::: PROVIDED TEXT :::

Peterson and Harrell (1990) Applied Stat 39:205-217 showed that the score test for proportional hazards is anti-conservative, i.e., can have highly inflated $$\alpha$$ from $$p$$-values being too small3. As Peterson and Harrell state on p. 215:

• 3 This was pointed out to the author of SAS PROC LOGISTIC in 1990, and the author elected to ignore this finding in implementing the very problematic score test in the procedure.

• The simulations reveal that both tests often give blatantly erroneous results when the cross-tabulation table for the response variable by an explanatory variable contains empty cells at an inner value of $$Y$$, i.e., $$1 < Y < k$$. Less blatant, but still suspicious, results are occasionally obtained if the table suffers from a general sparseness of cell sizes. The score test also suffers if the number of observations at one of the levels of $$Y$$ is small relative to the total sample size.

:::

**ASSIGNED TASK 1**
In the excerpt on the score test for proportional hazards, what does the score test also suffer from besides empty or sparse cells?
**ASSIGNED TASK 2**
From the excerpt on the score test for proportional hazards, reproduce the portion starting with "Peterson and Harrell (1990)" and going on through "in the procedure.".
**ASSIGNED TASK 3**
Carry on the excerpt on the score test for proportional hazards past its final sentence, matching its tone and subject.

::: DATA :::

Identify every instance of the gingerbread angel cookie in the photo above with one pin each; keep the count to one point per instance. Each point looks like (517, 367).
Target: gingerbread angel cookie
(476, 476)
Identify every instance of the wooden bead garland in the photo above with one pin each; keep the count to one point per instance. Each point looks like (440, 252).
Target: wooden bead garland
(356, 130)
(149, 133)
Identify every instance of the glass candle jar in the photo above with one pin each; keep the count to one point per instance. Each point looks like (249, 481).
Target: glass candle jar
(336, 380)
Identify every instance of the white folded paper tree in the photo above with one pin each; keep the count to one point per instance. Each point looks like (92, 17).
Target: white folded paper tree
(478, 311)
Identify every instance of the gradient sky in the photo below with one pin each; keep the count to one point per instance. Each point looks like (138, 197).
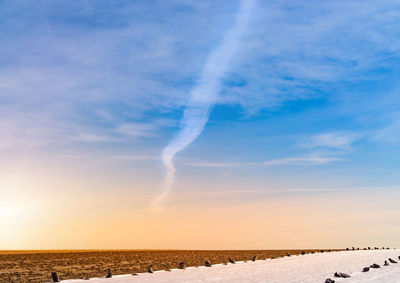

:::

**REPLY 1**
It suffers if the number of observations at one of the levels of Y is small relative to the total sample size.

**REPLY 2**
Peterson and Harrell (1990) Applied Stat 39:205-217 showed that the score test for proportional hazards is anti-conservative, i.e., can have highly inflated $$\alpha$$ from $$p$$-values being too small3. As Peterson and Harrell state on p. 215:

• 3 This was pointed out to the author of SAS PROC LOGISTIC in 1990, and the author elected to ignore this finding in implementing the very problematic score test in the procedure.

**REPLY 3**
Peterson and Harrell did not study operating characteristics of the likelihood ratio (LR) $$\chi^2$$ test for proportional odds, but in general LR tests have better performance than Wald and score tests4. See this, which emphasizes the importance of assessing the (minimal) impact of the PO assumption rather than testing it, for details

• 4 See this paper by Andrew Thomas who studied the likelihood ratio test for PO.

• # Relaxing the PO Assumption

Peterson and Harrell (1990) developed the partial PO model to relax the PO (equal slopes / parallelism) assumption for one or more predictors. See Software below for implementations.

# Software

R

Other

All major statistical software packages have a proportional odds model. The partial PO model is probably only implemented in R, and only SAS JMP has an efficient implementation like rms::orm for continuous Y.